* Begin *

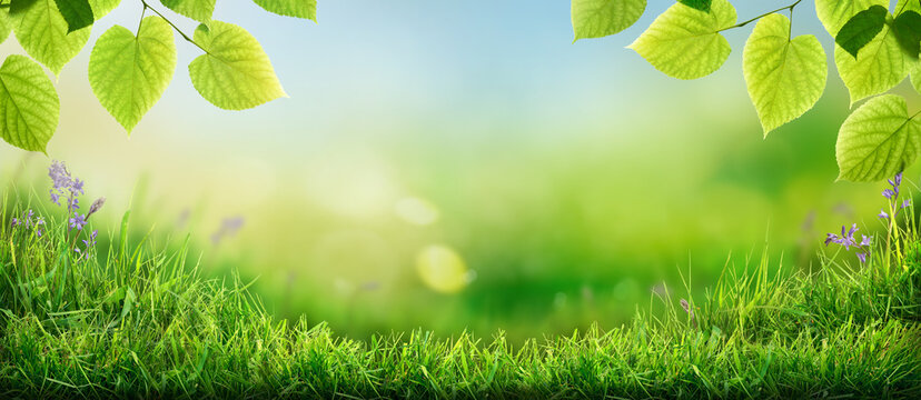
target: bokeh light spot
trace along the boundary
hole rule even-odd
[[[419,251],[416,270],[427,287],[442,293],[456,293],[467,287],[471,280],[460,254],[442,244],[433,244]]]

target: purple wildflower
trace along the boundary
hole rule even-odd
[[[93,230],[92,230],[92,233],[90,233],[89,240],[87,240],[87,239],[83,239],[83,240],[82,240],[83,246],[86,246],[86,247],[87,247],[87,250],[89,250],[89,248],[91,248],[91,247],[93,247],[93,246],[96,244],[96,236],[97,236],[98,233],[99,233],[99,230],[98,230],[98,229],[93,229]]]
[[[77,228],[77,230],[82,230],[83,227],[87,224],[87,217],[81,216],[78,212],[73,213],[73,217],[70,218],[70,228]]]
[[[83,183],[86,182],[81,181],[80,178],[75,178],[73,182],[70,183],[70,191],[73,193],[80,192],[80,194],[83,194]]]
[[[872,244],[873,237],[861,234],[861,240],[858,242],[858,240],[854,238],[854,232],[856,232],[859,229],[856,227],[856,223],[852,224],[850,230],[846,226],[842,226],[841,236],[838,236],[835,233],[828,233],[825,236],[825,246],[829,246],[829,243],[838,243],[843,246],[844,250],[849,251],[851,250],[851,247],[854,247],[856,248],[856,250],[860,251],[858,253],[860,262],[866,262],[866,254],[870,253],[870,244]]]

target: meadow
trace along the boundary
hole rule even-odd
[[[0,398],[921,398],[919,26],[0,0]]]
[[[8,194],[0,212],[7,398],[921,394],[921,237],[901,174],[880,201],[885,232],[829,233],[813,271],[779,268],[765,249],[703,296],[690,282],[654,293],[621,327],[511,343],[503,331],[360,340],[278,319],[238,276],[204,277],[188,238],[132,239],[130,211],[99,233],[105,198],[81,207],[83,182],[49,170],[57,204]]]

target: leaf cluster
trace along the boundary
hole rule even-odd
[[[0,67],[0,138],[24,150],[46,151],[58,127],[60,99],[42,66],[59,76],[87,46],[93,24],[121,1],[0,0],[0,43],[12,32],[29,54],[9,54]],[[259,42],[245,29],[211,18],[216,0],[136,1],[143,10],[137,29],[116,24],[102,33],[92,46],[88,73],[99,103],[127,132],[172,80],[176,34],[201,51],[189,64],[189,76],[212,104],[242,110],[286,96]],[[254,2],[276,14],[316,21],[316,0]],[[194,36],[179,30],[159,6],[197,21]]]
[[[812,109],[828,82],[819,39],[792,34],[802,1],[739,22],[729,0],[679,0],[628,48],[670,77],[697,79],[719,70],[732,52],[724,31],[756,22],[742,50],[742,69],[766,137]],[[921,151],[918,113],[909,114],[900,96],[887,94],[908,77],[921,92],[921,1],[898,0],[891,8],[889,0],[814,1],[834,38],[834,62],[851,104],[865,100],[839,131],[839,179],[893,176]],[[572,0],[575,39],[621,32],[640,20],[645,6],[645,0]]]

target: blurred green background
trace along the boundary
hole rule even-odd
[[[624,49],[669,3],[573,44],[568,1],[321,1],[316,26],[219,2],[290,98],[215,109],[185,68],[198,52],[177,41],[172,86],[129,138],[92,97],[85,49],[58,81],[48,157],[0,144],[0,178],[43,198],[48,163],[66,160],[88,198],[109,198],[97,228],[130,208],[135,237],[190,232],[209,276],[239,271],[277,316],[358,338],[611,328],[664,284],[686,296],[680,271],[701,296],[730,254],[743,268],[769,243],[774,266],[810,268],[824,232],[880,228],[882,184],[834,182],[849,104],[831,56],[815,109],[763,139],[741,71],[750,28],[697,81]],[[122,1],[93,38],[137,23],[139,6]],[[831,49],[812,2],[796,14],[794,34]]]

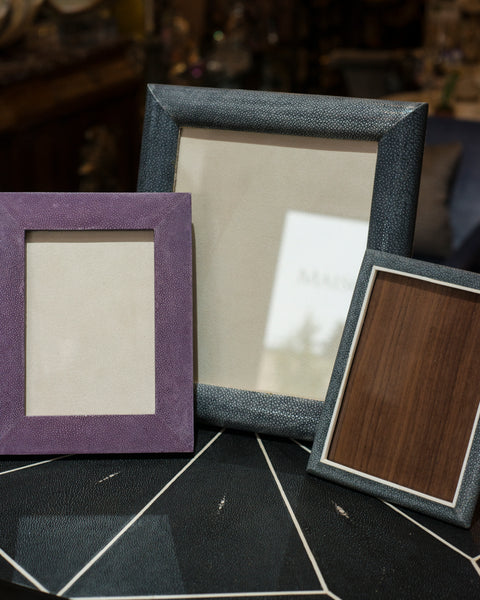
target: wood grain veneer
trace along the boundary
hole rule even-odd
[[[453,501],[479,403],[479,302],[377,272],[330,461]]]

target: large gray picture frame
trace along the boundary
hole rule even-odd
[[[269,143],[272,134],[374,142],[377,154],[367,247],[409,255],[426,115],[427,105],[423,103],[150,84],[138,190],[175,190],[185,128],[255,132],[265,136],[264,143]],[[299,176],[292,169],[288,177],[294,184]],[[202,231],[195,219],[193,227],[198,242]],[[234,331],[231,334],[235,336]],[[197,356],[202,352],[202,339],[197,339],[195,352]],[[197,416],[222,426],[313,439],[322,406],[318,400],[239,389],[236,385],[196,383]]]

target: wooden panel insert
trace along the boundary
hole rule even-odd
[[[479,302],[377,272],[329,460],[454,499],[479,402]]]

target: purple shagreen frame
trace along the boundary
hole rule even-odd
[[[25,416],[25,232],[33,230],[154,231],[155,414]],[[190,452],[191,265],[190,194],[0,194],[0,453]]]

* End *

**Task to carry out:** Copy out the records starting with the line containing "target: wood grain veneer" and going on through the end of the records, reproducing each line precisely.

**Result:**
target: wood grain veneer
trace along the boundary
hole rule even-odd
[[[453,501],[479,403],[479,302],[377,272],[330,461]]]

target: large gray picture frame
trace along the boundary
hole rule even-odd
[[[269,143],[272,134],[374,142],[377,154],[367,247],[409,255],[426,115],[427,105],[423,103],[150,84],[138,190],[175,190],[185,128],[255,132],[265,136],[264,143]],[[299,176],[292,169],[288,177],[294,184]],[[202,231],[195,219],[193,227],[198,242]],[[234,331],[231,334],[235,336]],[[197,356],[202,352],[202,339],[197,339],[195,352]],[[197,416],[222,426],[313,439],[322,406],[318,400],[239,389],[236,385],[196,383]]]

target: wooden panel insert
trace along the boundary
hole rule even-odd
[[[479,302],[377,272],[329,460],[454,499],[479,402]]]

target: purple shagreen frame
trace along the boundary
hole rule even-odd
[[[25,416],[25,232],[33,230],[154,231],[155,414]],[[190,452],[191,265],[190,194],[0,194],[0,453]]]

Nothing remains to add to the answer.